• **Given problem**: From the line with "Locate every instance of the rear door" through the final line, please write out the listing exactly, including both of those lines.

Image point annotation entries
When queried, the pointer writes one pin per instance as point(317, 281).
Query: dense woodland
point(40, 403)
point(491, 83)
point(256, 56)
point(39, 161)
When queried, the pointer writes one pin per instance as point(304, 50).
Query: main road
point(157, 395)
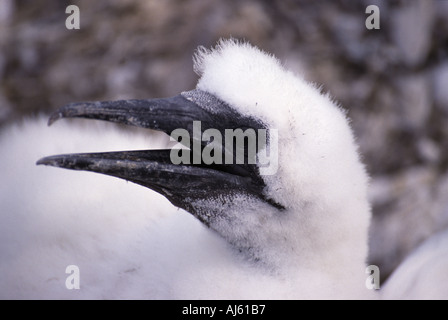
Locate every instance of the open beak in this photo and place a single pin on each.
(182, 184)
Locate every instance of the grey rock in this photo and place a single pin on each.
(411, 26)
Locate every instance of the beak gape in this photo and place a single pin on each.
(181, 182)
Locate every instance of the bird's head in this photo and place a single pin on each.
(304, 187)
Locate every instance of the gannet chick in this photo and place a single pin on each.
(421, 275)
(299, 232)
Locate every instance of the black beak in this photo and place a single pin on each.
(182, 184)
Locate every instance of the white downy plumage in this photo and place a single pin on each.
(130, 242)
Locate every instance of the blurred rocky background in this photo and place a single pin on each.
(393, 81)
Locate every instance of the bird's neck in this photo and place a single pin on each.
(327, 239)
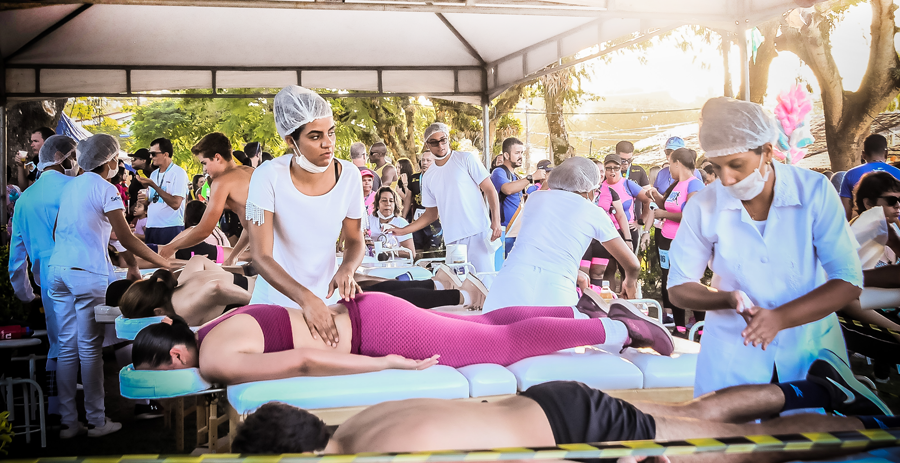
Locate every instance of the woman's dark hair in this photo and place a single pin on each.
(193, 212)
(153, 343)
(872, 186)
(278, 428)
(140, 300)
(398, 207)
(684, 156)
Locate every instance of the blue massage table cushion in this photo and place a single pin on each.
(437, 382)
(160, 384)
(128, 328)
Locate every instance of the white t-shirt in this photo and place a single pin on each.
(173, 181)
(557, 227)
(454, 189)
(376, 230)
(306, 227)
(82, 229)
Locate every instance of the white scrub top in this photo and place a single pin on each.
(805, 243)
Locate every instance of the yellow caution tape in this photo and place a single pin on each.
(865, 439)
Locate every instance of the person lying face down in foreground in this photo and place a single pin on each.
(565, 412)
(379, 331)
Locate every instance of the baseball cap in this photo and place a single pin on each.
(613, 158)
(142, 153)
(673, 143)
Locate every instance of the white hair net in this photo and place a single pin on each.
(96, 151)
(729, 126)
(576, 174)
(55, 150)
(437, 127)
(296, 106)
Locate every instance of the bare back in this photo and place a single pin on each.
(434, 424)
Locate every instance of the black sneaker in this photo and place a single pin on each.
(849, 397)
(148, 411)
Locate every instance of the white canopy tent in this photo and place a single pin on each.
(465, 50)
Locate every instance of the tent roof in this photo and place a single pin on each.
(461, 49)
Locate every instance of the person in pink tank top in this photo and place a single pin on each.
(671, 203)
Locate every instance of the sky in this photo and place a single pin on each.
(699, 74)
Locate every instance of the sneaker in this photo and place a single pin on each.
(72, 430)
(643, 331)
(108, 427)
(592, 305)
(848, 395)
(148, 411)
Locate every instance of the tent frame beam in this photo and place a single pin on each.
(48, 31)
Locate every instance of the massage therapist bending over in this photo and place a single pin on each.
(378, 332)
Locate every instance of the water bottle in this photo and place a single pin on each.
(15, 332)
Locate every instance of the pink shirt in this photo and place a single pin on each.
(675, 203)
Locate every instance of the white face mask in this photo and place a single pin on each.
(112, 172)
(751, 186)
(306, 164)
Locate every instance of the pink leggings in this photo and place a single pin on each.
(383, 324)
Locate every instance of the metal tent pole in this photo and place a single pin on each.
(485, 108)
(4, 198)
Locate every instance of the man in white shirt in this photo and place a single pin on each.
(168, 190)
(450, 190)
(32, 237)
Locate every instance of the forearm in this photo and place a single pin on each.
(818, 303)
(139, 249)
(882, 277)
(696, 296)
(514, 186)
(429, 216)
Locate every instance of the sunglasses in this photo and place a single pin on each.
(436, 143)
(891, 200)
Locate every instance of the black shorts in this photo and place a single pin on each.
(579, 414)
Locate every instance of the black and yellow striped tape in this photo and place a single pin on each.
(855, 440)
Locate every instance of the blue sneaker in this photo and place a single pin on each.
(849, 397)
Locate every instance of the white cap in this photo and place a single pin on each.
(296, 106)
(56, 149)
(729, 126)
(96, 151)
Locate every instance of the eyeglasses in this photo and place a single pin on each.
(436, 143)
(891, 200)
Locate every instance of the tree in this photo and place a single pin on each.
(26, 116)
(848, 115)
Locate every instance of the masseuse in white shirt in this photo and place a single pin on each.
(557, 227)
(90, 209)
(298, 205)
(775, 233)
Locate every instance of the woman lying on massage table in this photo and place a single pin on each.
(378, 332)
(202, 292)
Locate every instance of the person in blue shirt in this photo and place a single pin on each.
(508, 185)
(873, 157)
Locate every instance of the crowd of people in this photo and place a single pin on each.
(776, 238)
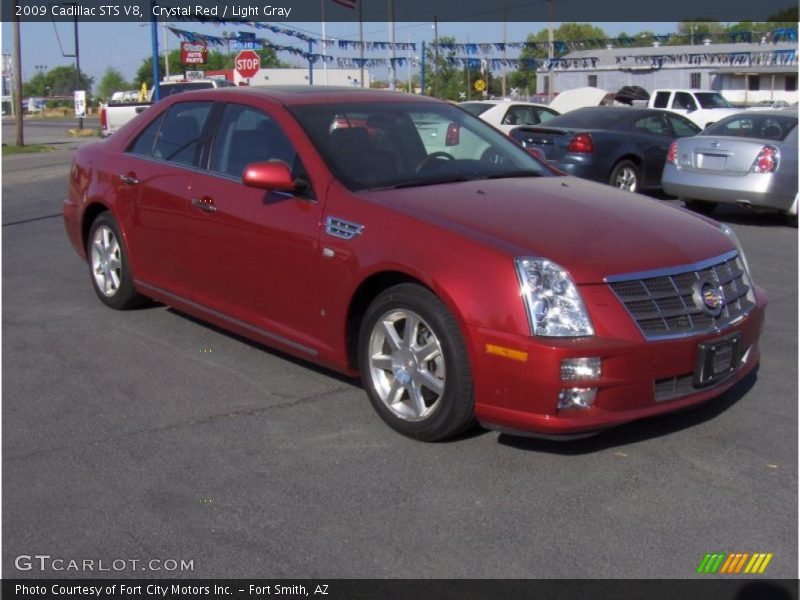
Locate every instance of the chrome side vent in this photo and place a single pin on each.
(342, 229)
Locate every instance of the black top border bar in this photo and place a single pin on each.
(470, 11)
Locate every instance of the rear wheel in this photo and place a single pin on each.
(108, 261)
(704, 207)
(625, 176)
(414, 364)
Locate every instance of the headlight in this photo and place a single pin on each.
(729, 232)
(552, 301)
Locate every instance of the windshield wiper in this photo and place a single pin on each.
(512, 174)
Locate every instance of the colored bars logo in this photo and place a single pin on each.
(734, 563)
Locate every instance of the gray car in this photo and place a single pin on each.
(749, 159)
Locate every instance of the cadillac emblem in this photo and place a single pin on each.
(708, 295)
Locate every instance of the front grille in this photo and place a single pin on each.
(664, 303)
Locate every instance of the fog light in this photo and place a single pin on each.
(576, 398)
(574, 369)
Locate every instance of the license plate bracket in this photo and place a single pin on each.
(717, 359)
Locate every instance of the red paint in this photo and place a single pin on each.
(256, 265)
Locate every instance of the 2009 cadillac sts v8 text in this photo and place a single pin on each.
(402, 239)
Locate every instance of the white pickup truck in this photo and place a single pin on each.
(704, 107)
(115, 114)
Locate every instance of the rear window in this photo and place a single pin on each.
(169, 90)
(476, 108)
(759, 127)
(590, 118)
(712, 100)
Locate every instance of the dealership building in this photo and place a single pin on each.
(744, 73)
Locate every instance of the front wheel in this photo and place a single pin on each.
(108, 261)
(414, 364)
(625, 176)
(703, 207)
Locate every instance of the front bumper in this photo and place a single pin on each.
(521, 396)
(753, 189)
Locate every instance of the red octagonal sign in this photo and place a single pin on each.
(247, 64)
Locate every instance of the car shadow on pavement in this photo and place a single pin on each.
(638, 431)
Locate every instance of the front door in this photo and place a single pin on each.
(256, 252)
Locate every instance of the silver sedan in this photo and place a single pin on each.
(749, 159)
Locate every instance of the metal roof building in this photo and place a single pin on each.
(743, 72)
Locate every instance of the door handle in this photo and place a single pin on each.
(205, 203)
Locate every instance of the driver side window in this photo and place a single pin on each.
(180, 136)
(247, 135)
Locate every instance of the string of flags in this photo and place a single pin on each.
(473, 52)
(773, 57)
(787, 34)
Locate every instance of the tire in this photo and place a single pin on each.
(427, 397)
(625, 176)
(109, 266)
(703, 207)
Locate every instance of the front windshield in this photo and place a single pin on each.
(401, 144)
(712, 100)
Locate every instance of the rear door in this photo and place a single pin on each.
(154, 184)
(256, 253)
(653, 135)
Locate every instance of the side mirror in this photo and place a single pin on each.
(273, 175)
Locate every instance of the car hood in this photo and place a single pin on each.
(593, 230)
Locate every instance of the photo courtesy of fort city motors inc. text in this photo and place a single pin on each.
(368, 298)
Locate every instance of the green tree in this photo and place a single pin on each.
(695, 31)
(444, 78)
(111, 81)
(215, 61)
(524, 78)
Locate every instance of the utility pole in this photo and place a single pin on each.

• **Right answer**:
Locate every instance of the rear door in this photo and place a single pin on each.
(154, 184)
(256, 253)
(653, 135)
Locate every instance of the side mirror in this photo and place a single pin on each.
(273, 175)
Locate every instance of the car hood in this photo and place a single pin on each.
(593, 230)
Locate every instance of the photo courtesy of fort city motors inc. text in this photo and place a single pin on each.
(368, 298)
Locate every instance of the green tree in this photo and place a single pin on each.
(695, 31)
(444, 78)
(111, 81)
(215, 61)
(524, 78)
Locate every instance of the utility pole in this photo and place a single pin on each.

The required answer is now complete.